> [Action item]:
Tally the lines of the listing below in which the string "saffron" occurs, and give the tally alone.

> [Materials provided]:
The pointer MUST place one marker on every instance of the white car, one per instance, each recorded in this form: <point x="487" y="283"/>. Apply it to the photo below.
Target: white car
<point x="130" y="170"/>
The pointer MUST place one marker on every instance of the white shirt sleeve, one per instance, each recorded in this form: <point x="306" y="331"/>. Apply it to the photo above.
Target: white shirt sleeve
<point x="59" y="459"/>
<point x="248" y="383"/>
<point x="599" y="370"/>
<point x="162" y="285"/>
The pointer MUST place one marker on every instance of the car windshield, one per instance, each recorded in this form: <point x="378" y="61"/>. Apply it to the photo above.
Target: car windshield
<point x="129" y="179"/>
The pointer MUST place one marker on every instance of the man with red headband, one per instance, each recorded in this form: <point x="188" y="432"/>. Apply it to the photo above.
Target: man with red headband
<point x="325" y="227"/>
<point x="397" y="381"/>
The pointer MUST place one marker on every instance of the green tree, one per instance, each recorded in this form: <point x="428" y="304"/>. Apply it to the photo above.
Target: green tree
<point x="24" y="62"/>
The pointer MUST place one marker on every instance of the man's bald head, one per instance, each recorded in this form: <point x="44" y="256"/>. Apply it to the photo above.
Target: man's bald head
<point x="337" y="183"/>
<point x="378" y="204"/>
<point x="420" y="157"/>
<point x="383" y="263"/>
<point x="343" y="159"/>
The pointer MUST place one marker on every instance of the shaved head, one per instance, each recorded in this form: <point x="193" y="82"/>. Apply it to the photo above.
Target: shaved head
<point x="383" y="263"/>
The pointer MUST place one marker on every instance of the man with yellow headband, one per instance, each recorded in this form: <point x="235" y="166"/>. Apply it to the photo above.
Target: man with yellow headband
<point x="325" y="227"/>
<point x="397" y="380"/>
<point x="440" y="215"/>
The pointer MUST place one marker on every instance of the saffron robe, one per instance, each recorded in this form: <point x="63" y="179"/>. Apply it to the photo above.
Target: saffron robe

> [Result of the exercise]:
2